## Written problem A
In the passage about Heda and the Communist Party, rewrite the part that opens with the words containing "Heda hesitates to" and closes with "signs her application.", changing "hopeful" to "optimistic".

## Given text
━━━━━━━━━━━━━━━━━━━━━━━━━━━━━━

Heda hesitates to sign the application for the Communist Party. She dislikes the party’s meetings, politics, and crowds. She wants to have a baby, to work, and to study; she wants to enjoy her life. She does like the term “comrade,” however, as it suggests a union of people that transcends language and country. She dislikes Stalin, but she is hopeful that communism in Czechoslovakia can bring positive change, and she eventually signs her application.

Heda soon finds out that many members of the Communist Party are not members of the working class, but rich and successful businessmen. Heda becomes increasingly distrustful of the party, believing that power and fear are forces for corruption. In a communist society, the loss of power does not mean “a step down the social ladder to a former position, but a fall far below it” (71).

━━━━━━━━━━━━━━━━━━━━━━━━━━━━━━

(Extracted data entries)
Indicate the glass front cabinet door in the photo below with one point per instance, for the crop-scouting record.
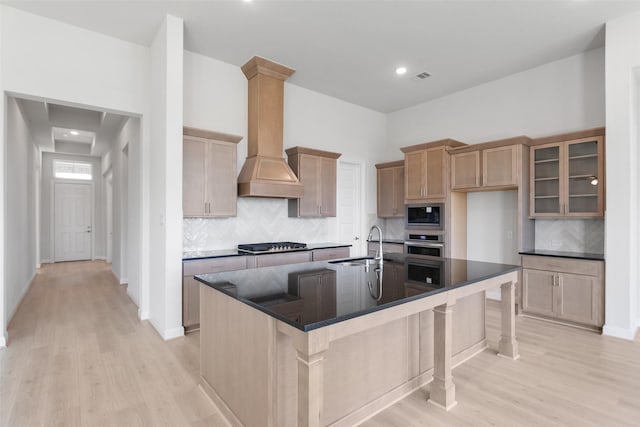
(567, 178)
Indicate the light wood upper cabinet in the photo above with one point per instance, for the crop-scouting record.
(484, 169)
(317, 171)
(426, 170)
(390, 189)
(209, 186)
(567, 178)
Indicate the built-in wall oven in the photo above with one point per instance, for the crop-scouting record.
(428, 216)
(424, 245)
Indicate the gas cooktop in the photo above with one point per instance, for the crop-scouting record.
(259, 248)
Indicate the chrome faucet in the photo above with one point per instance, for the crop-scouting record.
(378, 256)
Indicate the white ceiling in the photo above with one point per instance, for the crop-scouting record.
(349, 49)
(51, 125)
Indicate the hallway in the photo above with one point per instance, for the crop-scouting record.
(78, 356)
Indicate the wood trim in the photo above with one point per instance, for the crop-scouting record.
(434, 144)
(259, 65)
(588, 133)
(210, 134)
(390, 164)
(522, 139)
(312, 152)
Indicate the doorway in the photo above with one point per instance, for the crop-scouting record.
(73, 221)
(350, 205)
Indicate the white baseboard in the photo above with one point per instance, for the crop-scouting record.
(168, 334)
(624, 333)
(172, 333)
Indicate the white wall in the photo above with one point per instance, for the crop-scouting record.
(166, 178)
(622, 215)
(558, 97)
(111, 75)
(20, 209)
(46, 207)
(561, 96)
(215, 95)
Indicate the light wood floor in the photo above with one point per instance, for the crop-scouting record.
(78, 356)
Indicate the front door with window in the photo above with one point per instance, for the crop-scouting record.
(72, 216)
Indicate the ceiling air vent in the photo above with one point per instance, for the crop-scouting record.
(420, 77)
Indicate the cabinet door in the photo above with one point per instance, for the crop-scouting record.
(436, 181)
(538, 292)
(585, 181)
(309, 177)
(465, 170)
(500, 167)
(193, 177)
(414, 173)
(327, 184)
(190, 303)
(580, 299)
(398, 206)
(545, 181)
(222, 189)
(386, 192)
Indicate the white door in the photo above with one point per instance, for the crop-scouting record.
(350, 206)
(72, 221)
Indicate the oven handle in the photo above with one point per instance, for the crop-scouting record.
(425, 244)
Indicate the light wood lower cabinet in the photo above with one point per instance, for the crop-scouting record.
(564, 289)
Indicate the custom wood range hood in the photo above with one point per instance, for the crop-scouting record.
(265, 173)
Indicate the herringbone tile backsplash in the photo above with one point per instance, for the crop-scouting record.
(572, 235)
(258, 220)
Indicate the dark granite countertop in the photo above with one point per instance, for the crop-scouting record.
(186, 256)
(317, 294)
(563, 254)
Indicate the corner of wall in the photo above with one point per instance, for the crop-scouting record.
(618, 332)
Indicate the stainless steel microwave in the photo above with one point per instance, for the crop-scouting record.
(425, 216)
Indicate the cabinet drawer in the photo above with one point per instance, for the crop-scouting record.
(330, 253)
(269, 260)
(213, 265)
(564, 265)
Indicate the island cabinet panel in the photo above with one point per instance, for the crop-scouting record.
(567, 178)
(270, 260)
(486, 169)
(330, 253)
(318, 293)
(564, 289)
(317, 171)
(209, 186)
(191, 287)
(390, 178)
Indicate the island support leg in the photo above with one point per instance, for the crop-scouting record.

━━━━━━━━━━━━━━━━━━━━━━━━━━━━━━

## Written problem B
Show every line of the rows above that contains the string "front", matching case exactly.

## Correct response A
Heda hesitates to sign the application for the Communist Party. She dislikes the party’s meetings, politics, and crowds. She wants to have a baby, to work, and to study; she wants to enjoy her life. She does like the term “comrade,” however, as it suggests a union of people that transcends language and country. She dislikes Stalin, but she is optimistic that communism in Czechoslovakia can bring positive change, and she eventually signs her application.

## Correct response B
Indicate the glass front cabinet door in the photo below with one point per instance, for the crop-scouting record.
Indicate the front door with window in the photo above with one point per instance, for the crop-scouting record.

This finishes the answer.